* [Prompt]: Print the records below exactly as they appear.

* [Object location annotation data]:
+--
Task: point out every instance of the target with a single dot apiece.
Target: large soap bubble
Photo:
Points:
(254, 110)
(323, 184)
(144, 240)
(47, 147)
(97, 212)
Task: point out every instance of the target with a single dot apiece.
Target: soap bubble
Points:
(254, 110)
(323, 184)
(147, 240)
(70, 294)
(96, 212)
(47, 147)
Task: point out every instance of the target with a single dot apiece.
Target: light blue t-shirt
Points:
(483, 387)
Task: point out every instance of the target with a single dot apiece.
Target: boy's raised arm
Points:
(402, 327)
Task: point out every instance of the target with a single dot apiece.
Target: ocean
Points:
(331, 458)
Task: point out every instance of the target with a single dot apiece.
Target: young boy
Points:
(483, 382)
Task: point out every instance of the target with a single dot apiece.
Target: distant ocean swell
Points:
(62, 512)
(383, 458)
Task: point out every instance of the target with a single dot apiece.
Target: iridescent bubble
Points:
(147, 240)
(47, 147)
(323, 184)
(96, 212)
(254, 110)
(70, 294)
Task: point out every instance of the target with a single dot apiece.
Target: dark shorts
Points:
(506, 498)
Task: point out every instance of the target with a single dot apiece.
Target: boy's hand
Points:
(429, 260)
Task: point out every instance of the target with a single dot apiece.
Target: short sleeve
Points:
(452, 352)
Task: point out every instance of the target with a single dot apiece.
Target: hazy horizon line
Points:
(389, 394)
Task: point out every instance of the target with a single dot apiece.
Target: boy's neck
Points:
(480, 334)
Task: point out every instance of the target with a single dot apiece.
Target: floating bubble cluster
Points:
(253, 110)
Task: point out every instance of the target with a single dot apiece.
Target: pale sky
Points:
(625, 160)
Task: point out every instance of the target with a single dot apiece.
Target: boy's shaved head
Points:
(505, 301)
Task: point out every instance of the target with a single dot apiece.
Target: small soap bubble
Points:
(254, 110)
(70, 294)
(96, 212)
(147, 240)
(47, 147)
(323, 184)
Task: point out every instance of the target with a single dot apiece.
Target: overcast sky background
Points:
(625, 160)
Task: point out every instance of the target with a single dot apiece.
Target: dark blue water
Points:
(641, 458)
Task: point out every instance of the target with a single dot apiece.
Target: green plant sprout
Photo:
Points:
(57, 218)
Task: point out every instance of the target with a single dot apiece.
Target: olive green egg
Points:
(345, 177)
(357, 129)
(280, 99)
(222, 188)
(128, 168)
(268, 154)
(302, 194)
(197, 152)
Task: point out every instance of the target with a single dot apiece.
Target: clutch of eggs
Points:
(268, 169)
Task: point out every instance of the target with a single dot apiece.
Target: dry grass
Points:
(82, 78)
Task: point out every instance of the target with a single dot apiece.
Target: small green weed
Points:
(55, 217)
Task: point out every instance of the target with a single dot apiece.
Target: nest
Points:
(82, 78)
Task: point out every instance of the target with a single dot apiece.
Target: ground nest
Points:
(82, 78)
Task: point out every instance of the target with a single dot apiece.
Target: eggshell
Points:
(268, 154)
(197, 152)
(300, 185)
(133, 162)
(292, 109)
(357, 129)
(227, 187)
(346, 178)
+--
* [Reply]:
Task: point out every instance of the target with a single dot apiece.
Target: large soap bubble
Photo:
Points:
(254, 110)
(323, 184)
(144, 240)
(47, 147)
(97, 212)
Task: point out every instance of the target with a single dot apiece.
Target: soap bubble
Points:
(254, 110)
(323, 184)
(147, 240)
(70, 294)
(96, 212)
(47, 147)
Task: point out every instance of the target with a single dot apiece.
Target: light blue t-shirt
Points:
(483, 387)
Task: point out every instance of the target with a single dot apiece.
Target: boy's raised arm
Points:
(402, 327)
Task: point out every instance of the target with a single dot apiece.
Target: ocean
Points:
(331, 458)
Task: point out every instance of the target with a single dot apiece.
Target: young boy
Points:
(483, 382)
Task: point out every instance of the target with a single dot apiece.
Target: distant ocean swell
Points:
(62, 512)
(383, 458)
Task: point out every instance of the target with a single dot apiece.
Target: iridescent bubble
Points:
(147, 240)
(47, 147)
(323, 184)
(96, 212)
(254, 110)
(70, 294)
Task: point out every instance of the target with a single dot apiece.
Target: dark shorts
Points:
(506, 498)
Task: point out every instance of the target with a single dot apiece.
Target: boy's hand
Points:
(429, 260)
Task: point out every instance of the target with a single dot apiece.
Target: short sleeve
Points:
(452, 352)
Task: point out every instance of the target with a single dot apiece.
Target: hazy horizon line
Points:
(389, 394)
Task: point out every instance of the target with a single dot apiece.
Target: boy's neck
Points:
(480, 334)
Task: point out every instance of the target with a single dot apiece.
Target: floating bubble cluster
Points:
(253, 110)
Task: point out every instance of the target with a single dot apiece.
Target: pale sky
Points:
(625, 160)
Task: point out every instance of the target with a single dot apiece.
Target: boy's shaved head
Points:
(505, 301)
Task: point out every instance of the target with a single dot apiece.
Target: small soap bubble
Points:
(254, 110)
(70, 294)
(96, 212)
(147, 240)
(47, 147)
(323, 184)
Task: point out every instance of the target with a single dot apiece.
Target: overcast sky background
Points:
(625, 160)
Task: point out every instance of the target with a single dot apiece.
Target: dark blue water
Points:
(641, 458)
Task: point out every instance of the target with a single dot apiece.
Target: green plant sprout
Photo:
Points:
(57, 218)
Task: point out every instance of the target with a single dot apiece.
Target: olive green egg
Points:
(345, 177)
(357, 129)
(280, 99)
(222, 188)
(128, 168)
(268, 154)
(302, 194)
(197, 152)
Task: point out every instance of the target with a single dot apiece.
Target: clutch of eggs
Points:
(268, 169)
Task: point out every instance of the target with a single dot apiece.
Target: dry grass
Points:
(82, 78)
Task: point out every instance of the target with a single dot apiece.
Target: small green weed
Points:
(55, 217)
Task: point out every instance of the target with a single dot apiece.
Target: nest
Points:
(82, 78)
Task: point out every instance of the target with a single dot apiece.
Target: ground nest
Points:
(82, 78)
Task: point out every instance of the target with a single dot apiece.
Target: eggshell
Points:
(268, 154)
(197, 152)
(300, 185)
(133, 162)
(292, 109)
(357, 129)
(227, 187)
(346, 178)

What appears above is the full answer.